EXCERPTED TEXT:
Agreed. If the csum_not_inet means it is a crc32 checksum then we
could just look at the offsets and as long as they are correct for
sctp we could just go forward with what we have.

> >

> > > v1->v2:

> > >   - improve the changelog.

> > >   - fix "rev xmas tree" in varibles declaration.

> > >

> > > Signed-off-by: Xin Long <lucien.xin@gmail.com>

> > > ---

> > >  net/ipv4/gre_offload.c | 15 ++++-----------

> > >  1 file changed, 4 insertions(+), 11 deletions(-)

> > >

> > > diff --git a/net/ipv4/gre_offload.c b/net/ipv4/gre_offload.c

> > > index e0a2465..a681306 100644

> > > --- a/net/ipv4/gre_offload.c

> > > +++ b/net/ipv4/gre_offload.c

> > > @@ -15,10 +15,10 @@ static struct sk_buff *gre_gso_segment(struct sk_buff *skb,

> > >                                        netdev_features_t features)

> > >  {

> > >         int tnl_hlen = skb_inner_mac_header(skb) - skb_transport_header(skb);

> > > -       bool need_csum, need_recompute_csum, gso_partial;

> > >         struct sk_buff *segs = ERR_PTR(-EINVAL);

> > >         u16 mac_offset = skb->mac_header;

> > >         __be16 protocol = skb->protocol;

> > > +       bool need_csum, gso_partial;

> > >         u16 mac_len = skb->mac_len;

> > >         int gre_offset, outer_hlen;

> > >

> > > @@ -41,10 +41,11 @@ static struct sk_buff *gre_gso_segment(struct sk_buff *skb,

> > >         skb->protocol = skb->inner_protocol;

> > >

> > >         need_csum = !!(skb_shinfo(skb)->gso_type & SKB_GSO_GRE_CSUM);

> > > -       need_recompute_csum = skb->csum_not_inet;

> > >         skb->encap_hdr_csum = need_csum;

> > >

> > >         features &= skb->dev->hw_enc_features;

> > > +       /* CRC checksum can't be handled by HW when SCTP is the inner proto. */

> > > +       features &= ~NETIF_F_SCTP_CRC;

> > >

> > >         /* segment inner packet. */

> > >         segs = skb_mac_gso_segment(skb, features);

> >

> > Do we have NICs that are advertising NETIF_S_SCTP_CRC as part of their

> > hw_enc_features and then not supporting it? Based on your comment

> Yes, igb/igbvf/igc/ixgbe/ixgbevf, they have a similar code of SCTP

> proto validation.

EXERCISES TO COMPLETE:
[A] According to the patch discussion, which drivers have similar SCTP protocol validation code?
[B] In the patch discussion, shorten the paragraph that begins "Agreed. If the csum_not_inet" while keeping its main facts.

DATASET ENTRIES:
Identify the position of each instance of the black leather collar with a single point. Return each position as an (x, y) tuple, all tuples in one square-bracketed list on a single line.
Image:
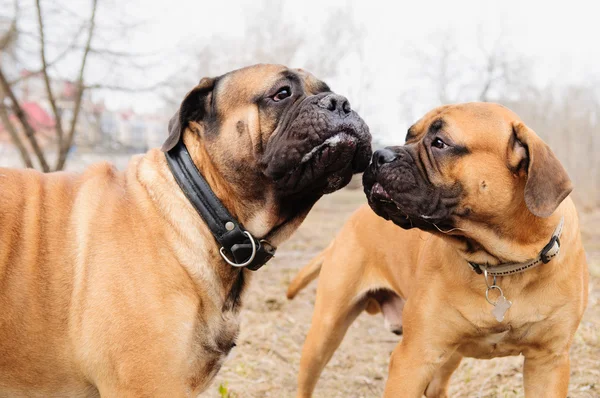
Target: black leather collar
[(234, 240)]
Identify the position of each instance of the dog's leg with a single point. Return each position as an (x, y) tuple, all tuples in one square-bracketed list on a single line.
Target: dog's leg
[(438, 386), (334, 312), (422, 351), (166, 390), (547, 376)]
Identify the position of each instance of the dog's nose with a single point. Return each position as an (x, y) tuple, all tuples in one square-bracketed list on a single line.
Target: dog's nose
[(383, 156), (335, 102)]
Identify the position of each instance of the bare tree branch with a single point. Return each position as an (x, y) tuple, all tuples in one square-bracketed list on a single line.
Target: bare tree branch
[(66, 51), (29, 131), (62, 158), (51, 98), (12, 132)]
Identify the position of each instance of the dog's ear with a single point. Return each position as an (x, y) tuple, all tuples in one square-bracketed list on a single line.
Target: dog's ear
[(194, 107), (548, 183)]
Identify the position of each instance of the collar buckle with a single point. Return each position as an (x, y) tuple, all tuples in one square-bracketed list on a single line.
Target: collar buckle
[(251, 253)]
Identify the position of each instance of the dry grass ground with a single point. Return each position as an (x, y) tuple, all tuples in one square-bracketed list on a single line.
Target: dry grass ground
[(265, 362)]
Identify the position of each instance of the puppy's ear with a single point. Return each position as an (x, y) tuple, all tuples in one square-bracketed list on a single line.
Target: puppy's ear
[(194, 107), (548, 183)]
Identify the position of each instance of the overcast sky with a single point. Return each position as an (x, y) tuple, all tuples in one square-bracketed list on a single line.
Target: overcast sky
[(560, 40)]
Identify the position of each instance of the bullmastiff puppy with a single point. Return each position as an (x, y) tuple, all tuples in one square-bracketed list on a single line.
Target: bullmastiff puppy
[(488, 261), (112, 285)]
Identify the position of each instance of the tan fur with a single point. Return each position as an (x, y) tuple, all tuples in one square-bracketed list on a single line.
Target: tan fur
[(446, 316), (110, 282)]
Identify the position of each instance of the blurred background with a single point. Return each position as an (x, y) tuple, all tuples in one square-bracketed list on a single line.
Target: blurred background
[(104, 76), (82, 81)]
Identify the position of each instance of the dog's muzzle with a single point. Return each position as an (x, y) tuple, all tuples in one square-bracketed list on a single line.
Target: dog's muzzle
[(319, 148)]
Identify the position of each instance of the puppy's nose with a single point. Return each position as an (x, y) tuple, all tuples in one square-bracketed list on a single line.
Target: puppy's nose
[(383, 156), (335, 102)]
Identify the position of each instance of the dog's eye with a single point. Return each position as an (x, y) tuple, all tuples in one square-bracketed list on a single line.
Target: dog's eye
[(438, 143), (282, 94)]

WORKED SOLUTIONS:
[A] igb, igbvf, igc, ixgbe and ixgbevf.

[B] Agreed: if csum_not_inet means a crc32 checksum, it would be enough to check that the offsets are correct for sctp and proceed with the current approach.